The request:
Reproduce, without any change, the stretch of the records from the line containing "Reviewer note: confirm that each instance of the tall" through the end of the records.

Records:
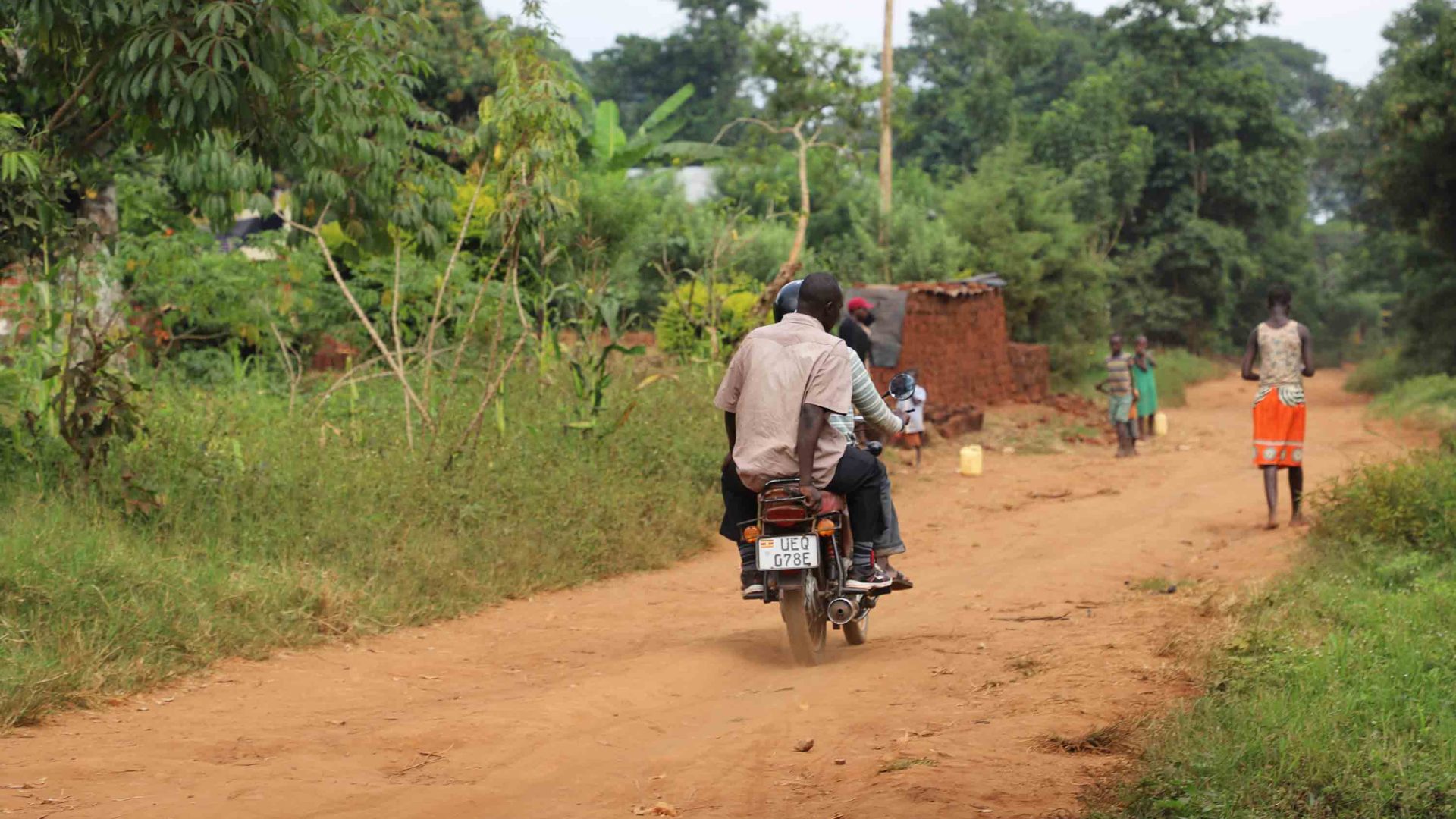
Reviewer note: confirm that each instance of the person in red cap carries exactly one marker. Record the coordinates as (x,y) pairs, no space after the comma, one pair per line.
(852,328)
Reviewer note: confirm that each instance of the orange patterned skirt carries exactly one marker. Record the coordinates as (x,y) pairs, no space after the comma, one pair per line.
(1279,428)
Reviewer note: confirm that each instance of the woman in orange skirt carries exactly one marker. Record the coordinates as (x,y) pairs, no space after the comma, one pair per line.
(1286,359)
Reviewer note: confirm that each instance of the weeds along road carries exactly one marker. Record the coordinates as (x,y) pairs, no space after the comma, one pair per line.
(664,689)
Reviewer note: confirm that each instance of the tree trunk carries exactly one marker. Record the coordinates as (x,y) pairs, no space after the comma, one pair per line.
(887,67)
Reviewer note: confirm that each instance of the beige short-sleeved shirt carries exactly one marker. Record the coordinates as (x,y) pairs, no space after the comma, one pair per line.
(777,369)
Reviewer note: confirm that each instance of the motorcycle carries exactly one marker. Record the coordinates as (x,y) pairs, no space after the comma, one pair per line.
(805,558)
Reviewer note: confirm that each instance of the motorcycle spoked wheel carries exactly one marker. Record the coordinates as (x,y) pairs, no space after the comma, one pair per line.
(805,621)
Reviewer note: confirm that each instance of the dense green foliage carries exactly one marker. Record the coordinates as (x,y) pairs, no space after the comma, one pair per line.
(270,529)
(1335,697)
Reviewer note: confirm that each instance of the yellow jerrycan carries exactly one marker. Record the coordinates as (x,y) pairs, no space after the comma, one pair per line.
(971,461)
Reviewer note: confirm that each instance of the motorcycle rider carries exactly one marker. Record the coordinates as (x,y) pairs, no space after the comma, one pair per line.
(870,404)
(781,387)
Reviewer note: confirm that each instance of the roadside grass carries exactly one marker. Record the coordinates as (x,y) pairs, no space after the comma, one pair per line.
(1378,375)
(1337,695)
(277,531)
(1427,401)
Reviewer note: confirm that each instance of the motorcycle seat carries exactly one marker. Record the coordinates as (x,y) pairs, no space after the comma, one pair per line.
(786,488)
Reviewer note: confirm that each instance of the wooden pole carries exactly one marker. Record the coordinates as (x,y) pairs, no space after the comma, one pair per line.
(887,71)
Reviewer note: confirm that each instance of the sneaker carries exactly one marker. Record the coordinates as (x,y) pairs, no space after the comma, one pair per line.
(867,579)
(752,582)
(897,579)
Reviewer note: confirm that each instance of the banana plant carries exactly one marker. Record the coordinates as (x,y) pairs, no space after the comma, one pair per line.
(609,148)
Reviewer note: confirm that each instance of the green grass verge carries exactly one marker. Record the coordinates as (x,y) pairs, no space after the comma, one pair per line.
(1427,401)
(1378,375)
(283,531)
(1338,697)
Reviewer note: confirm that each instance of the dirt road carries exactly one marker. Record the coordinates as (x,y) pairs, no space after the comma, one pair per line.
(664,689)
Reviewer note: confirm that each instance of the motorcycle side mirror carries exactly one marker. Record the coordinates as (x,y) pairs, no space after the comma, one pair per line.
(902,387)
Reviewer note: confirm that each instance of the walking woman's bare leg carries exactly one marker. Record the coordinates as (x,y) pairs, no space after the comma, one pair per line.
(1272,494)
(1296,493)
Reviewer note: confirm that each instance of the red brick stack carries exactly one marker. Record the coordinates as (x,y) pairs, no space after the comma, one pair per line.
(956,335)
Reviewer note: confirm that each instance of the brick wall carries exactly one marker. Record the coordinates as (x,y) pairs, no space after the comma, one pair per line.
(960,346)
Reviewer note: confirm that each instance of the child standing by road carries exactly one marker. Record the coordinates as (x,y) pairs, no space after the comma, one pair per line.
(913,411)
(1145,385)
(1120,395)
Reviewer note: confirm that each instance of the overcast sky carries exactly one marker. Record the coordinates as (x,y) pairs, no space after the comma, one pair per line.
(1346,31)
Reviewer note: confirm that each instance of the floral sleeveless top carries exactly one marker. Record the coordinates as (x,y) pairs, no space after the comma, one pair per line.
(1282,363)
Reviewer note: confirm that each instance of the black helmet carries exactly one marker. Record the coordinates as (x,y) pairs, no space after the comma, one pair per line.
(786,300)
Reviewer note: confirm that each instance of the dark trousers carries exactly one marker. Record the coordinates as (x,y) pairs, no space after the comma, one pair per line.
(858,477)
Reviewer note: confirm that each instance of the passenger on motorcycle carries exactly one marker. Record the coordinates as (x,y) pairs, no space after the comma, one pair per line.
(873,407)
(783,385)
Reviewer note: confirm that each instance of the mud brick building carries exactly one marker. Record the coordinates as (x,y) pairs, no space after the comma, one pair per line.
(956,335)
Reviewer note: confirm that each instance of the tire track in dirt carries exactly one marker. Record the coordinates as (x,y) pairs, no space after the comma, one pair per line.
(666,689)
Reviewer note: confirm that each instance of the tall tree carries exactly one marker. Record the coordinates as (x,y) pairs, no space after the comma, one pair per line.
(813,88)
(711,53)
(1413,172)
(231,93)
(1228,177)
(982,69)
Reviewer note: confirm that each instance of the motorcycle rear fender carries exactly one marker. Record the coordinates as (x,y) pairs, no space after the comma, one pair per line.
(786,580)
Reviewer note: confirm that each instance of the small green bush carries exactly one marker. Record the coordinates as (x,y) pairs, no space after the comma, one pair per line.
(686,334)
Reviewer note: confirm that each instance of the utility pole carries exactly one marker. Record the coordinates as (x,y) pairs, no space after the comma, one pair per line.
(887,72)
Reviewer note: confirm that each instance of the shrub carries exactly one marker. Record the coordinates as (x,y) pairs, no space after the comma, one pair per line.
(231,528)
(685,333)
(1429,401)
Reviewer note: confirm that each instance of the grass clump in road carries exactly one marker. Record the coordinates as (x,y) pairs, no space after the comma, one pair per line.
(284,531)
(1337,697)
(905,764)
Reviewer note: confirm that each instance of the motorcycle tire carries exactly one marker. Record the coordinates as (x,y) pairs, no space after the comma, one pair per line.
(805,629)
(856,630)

Complete response:
Reviewer note: confirm that each instance of the tall tree carries exactly one marker. Record the coordinates as (x,y) pairs, no space after the comma, one pair per line.
(813,88)
(711,53)
(1413,172)
(231,93)
(1228,177)
(982,69)
Reviewer note: confirm that each instance of the motorcycle rear fender carries exactly one marker. Record the coordinates as (x,y) pairs, no space after the comma, one pair per line.
(786,580)
Reviewer note: confirm that each instance of the small green bush carries exactly one marker. Record the coordinates as (x,y) pairs, no space after the comma, one pair per line.
(686,334)
Reviewer note: confirm that each instance of the utility pole carries exactly one marker. Record the coordinates as (x,y) pairs, no space after the comma, one pair per line.
(887,72)
Reviewer note: confirm that each instance of the shrub carries exactly one marker. Record the coordinates as (x,y) pairs, no space after the comma, one pair per line.
(231,528)
(685,333)
(1429,401)
Reviewer note: confirm that each instance of the grass clump in road carries exactly one marker. Record the coordinates as (x,y) pairs, no space after the comma, one pair per line.
(284,531)
(1337,697)
(905,764)
Reviewer note: confirm that each instance of the motorcycle tire carries exactly one marker. Record the coordinates as (x,y) pairs, no space after the comma, one pair per line.
(805,629)
(856,630)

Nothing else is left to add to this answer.